**Entries provided:**
····················
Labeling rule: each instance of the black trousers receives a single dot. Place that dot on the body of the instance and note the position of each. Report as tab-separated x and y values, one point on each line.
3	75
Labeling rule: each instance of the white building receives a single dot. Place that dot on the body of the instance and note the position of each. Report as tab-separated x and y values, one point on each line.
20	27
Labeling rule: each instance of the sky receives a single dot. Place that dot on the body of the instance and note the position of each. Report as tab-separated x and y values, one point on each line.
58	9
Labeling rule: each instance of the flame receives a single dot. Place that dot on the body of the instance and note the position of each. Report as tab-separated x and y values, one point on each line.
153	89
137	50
····················
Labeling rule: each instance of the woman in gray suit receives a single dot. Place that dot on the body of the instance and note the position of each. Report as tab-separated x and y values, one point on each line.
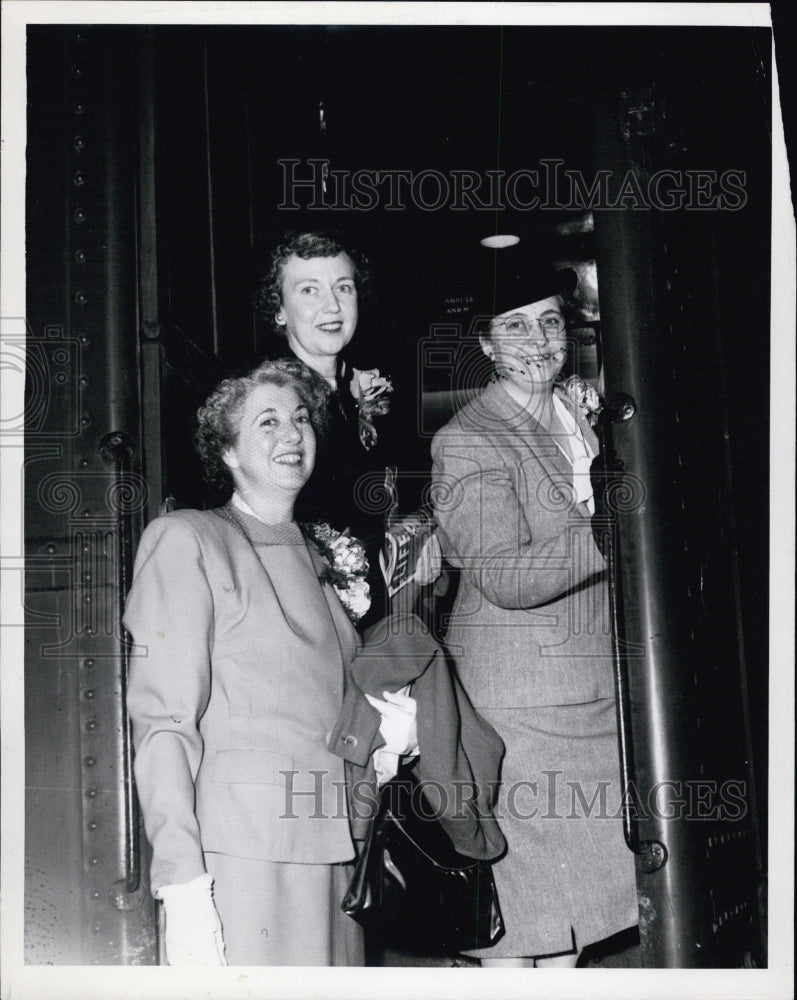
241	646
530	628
····················
Count the lines in the rows above that contain the string "building", treating uppercase and lowercase letters as different. Reply with only the number.

1